Blocco di testo:
+ + +

Prima del 1975, siccome non ne hai bisogno, c'era il vecchio diritto di famiglia, che prevedeva la potestà dell'uomo sulla donna.
Prededeva la potestà maritale.
Prevedeva la separazione per colpa e la comunione obbligatoria dei beni.
Prevedeva che per la donna l'adulterio fosse un reato anche con una sola occasione mentre per l'uomo solo se era "concubinato" ed era causa di divorzio solo se costituiva per la moglie "ingiuria grave"
Ed è solo del 2006, mia cara, la legislazione che prevede l'assoluta e totale parità di diritti sul lavoro.
Dal 1970 puoi divorziare.
Dal 1978 puoi abortire, se non vuoi o non puoi tenere un figlio non voluto.
Dal 1996 grazie alle "norme contro la violenza sessuale" se ti stuprano il crimine è riconosciuto contro di te e non contro la morale pubblica.
Ma siccome a te di tutto questo non serve niente, fanne pure a meno.

Il fatto che, come tutti i reduci, una volta vinte queste battaglie in molte non si siano rassegnate al fatto che - appunto - il grosso del lavoro era fatto e abbiano continuato a rimestare scemenze come la declinazione della parola avvocato o dottore e si siano infognate a decidere se la pubblicità di un reggiseno dovesse o no far vedere un seno non ha niente a che vedere con nessuna di queste cose.
Dire che non ne hai bisogno, mia cara, non è solo incredibilmente stupido.

Soprattutto, soprattutto è un'offesa imperdonabile a chi queste cose non le ha avute. E ne aveva bisogno.
Un'offesa imperdonabile a chi è stata maritata con la forza in virtù dell'orrido matrimonio riparatore, che legalizzava il ratto e lo stupro.
Un'offesa a chi non aveva a disposizione anticoncezionali, non poteva rifiutare un rapporto sessuale non gradito, non poteva abortire un figlio non voluto se non sul tavolo di una mammana.
A chi è stata sfruttata sul lavoro, sfruttata in famiglia, a chi non ha potuto votare, a chi è stata oppressa e discriminata in un modo che tu, dolcezza, non puoi immaginare neanche nei tuoi sogni più cupi.

+ + +

(Estratti di dataset con riquadri etichettati)
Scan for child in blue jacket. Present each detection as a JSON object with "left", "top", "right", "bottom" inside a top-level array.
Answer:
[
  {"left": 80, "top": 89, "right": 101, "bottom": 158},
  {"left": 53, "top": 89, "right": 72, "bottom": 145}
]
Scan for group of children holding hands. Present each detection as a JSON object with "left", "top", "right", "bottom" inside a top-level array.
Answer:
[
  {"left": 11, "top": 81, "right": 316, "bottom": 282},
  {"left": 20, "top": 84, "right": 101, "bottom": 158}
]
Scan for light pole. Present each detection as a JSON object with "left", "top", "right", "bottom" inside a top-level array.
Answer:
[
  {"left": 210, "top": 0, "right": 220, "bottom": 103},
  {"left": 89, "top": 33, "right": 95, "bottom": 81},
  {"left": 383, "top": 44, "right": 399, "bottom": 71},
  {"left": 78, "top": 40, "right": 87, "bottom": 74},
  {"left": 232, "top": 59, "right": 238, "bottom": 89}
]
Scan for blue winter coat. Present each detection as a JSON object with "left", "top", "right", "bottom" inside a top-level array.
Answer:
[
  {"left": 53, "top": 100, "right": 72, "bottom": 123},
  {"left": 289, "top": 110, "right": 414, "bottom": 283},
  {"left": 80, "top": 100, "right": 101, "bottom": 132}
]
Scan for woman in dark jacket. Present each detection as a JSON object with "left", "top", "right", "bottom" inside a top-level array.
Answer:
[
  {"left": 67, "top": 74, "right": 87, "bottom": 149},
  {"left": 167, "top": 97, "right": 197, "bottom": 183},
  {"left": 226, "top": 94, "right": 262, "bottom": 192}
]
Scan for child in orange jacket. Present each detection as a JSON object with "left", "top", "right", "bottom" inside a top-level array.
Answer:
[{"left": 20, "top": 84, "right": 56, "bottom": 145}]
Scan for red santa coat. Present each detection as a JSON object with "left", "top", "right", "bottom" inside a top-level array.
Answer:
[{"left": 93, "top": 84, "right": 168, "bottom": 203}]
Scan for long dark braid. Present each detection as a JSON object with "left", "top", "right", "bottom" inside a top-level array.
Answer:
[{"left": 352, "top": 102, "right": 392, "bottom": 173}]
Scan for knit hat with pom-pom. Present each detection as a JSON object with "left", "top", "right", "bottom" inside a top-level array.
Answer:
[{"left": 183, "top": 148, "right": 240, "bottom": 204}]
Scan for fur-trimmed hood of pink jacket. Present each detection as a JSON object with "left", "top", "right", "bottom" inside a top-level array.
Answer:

+ + +

Compito richiesto: Riporta tutti gli anni citati nel testo sui diritti delle donne, nell'ordine in cui compaiono. Per lo svolgimento ci si basa unicamente sul testo.

Risposta all'esercizio: 1975, 2006, 1970, 1978, 1996